◆ **PROVIDED PASSAGE**:
This plant likes moist or wet areas and is found throughout most of the eastern US. It's a member of the Melastoma Family, which is richly represented in the American tropics, but rather rare in the Temperate Zone. American Indians have been known to steep in water the Meadow Beauty's leaves, flowers, and stem to produce a sour drink used as a gargle for sore throat.


Responding to last week's remarks about the inland fishes of Mississippi, Vicky C. over near McComb, Mississippi told me about John M. Connaway's discovery of the prehistoric "Sturdivant" fish weir (pronounced WEER) in the Homochitto River in Amite County, about 20 miles southeast of here. John is an archaeologist with the Mississippi Department of Archives and History.

A fish weir is a kind of dam or trap that pools water or somehow concentrates fish, making catching the fish easier. On the Web you can read a Master's thesis by Allen Lutins entitled "Prehistoric Fishweirs in Eastern North America" (State University of New York at Binghamton, May 1992) at

At that site we read that the Sturdivant fish weir is the best preserved weir of its type. Further, "It consisted of rows of stakes (314 were recovered, most of Yellow Pine), clearly worked with stone tools, which were interwoven with split cane mats. The weir is in the shape of a 'V', with a gap at the apex. Parallel rows of stakes attest to episodes of rebuilding, and the stakes were radiocarbon dated to the Late Mississippian/early Protohistoric period."

Region annotation items:
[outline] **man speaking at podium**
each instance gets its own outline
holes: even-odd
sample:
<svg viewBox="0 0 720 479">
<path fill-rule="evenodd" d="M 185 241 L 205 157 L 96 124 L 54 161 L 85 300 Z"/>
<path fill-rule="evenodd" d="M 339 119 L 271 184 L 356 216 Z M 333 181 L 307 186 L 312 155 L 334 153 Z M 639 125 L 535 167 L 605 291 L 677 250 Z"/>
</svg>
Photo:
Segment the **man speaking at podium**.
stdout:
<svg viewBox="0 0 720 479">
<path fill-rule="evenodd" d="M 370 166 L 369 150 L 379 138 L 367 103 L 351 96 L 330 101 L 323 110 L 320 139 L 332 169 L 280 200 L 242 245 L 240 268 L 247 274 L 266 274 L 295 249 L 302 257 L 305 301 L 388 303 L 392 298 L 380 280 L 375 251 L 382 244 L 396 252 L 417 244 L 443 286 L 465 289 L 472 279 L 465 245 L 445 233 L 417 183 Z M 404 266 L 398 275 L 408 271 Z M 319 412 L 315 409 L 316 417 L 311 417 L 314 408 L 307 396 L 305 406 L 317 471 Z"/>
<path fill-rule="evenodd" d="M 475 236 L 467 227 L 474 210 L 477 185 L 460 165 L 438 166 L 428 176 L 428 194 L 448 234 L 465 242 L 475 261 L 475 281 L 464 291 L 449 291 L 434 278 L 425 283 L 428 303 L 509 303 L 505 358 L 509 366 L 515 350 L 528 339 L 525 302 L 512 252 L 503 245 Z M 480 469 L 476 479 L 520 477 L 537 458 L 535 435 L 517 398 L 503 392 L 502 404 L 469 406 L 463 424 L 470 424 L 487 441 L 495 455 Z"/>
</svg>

◆ **WHAT YOU NEED TO DO**:
**a)** Answer these questions from the passage on the Meadow Beauty and the Sturdivant fish weir:
(i) Which plant family is the Meadow Beauty a member of?
(ii) In which river was the Sturdivant fish weir discovered?
(iii) How many stakes were recovered from the weir?
**b)** Could you carry on the passage on the Meadow Beauty and the Sturdivant fish weir from its final sentence?
The data stand apart from the passage on the Meadow Beauty and the Sturdivant fish weir.

◆ **ANSWERS**:
**a)**
(i) The Melastoma Family
(ii) The Homochitto River, in Amite County
(iii) 314

**b)**
Radiocarbon dates for the stakes ranged from 1460 to 1685. "Yellow Pine" is a name sometimes used for Shortleaf Pine, Pinus echinata.

Just this month, August 2003, Vickie, John Connaway and Travis Easley, the latter a south-Mississippi history buff and outdoorsman, located yet another fish wier location in the Tickfaw River in eastern Amite County. This new discovery is described in John's "Fishweirs of Mississippi and Beyond," a manuscript on file at the Mississippi Department of Archives and History.

John wants to hear from anyone who knows the location of what might be another such ancient fish weir in Mississippi. If you know of one, please drop me a line and I'll pass on the info. If you live in another state and know of such an undocumented weir, Allen Lutins, the thesis writer, wants to hear from you. He's at


My cousin Jeff in Kentucky is as enthusiastic about space exploration as you can get. After reading my last Newsletter, in which I referred to this week's close encounter between Earth and Mars, Jeff wrote saying that he hoped that by the next time Mars comes this close -- over two centuries from now -- humans will be busily colonizing new worlds.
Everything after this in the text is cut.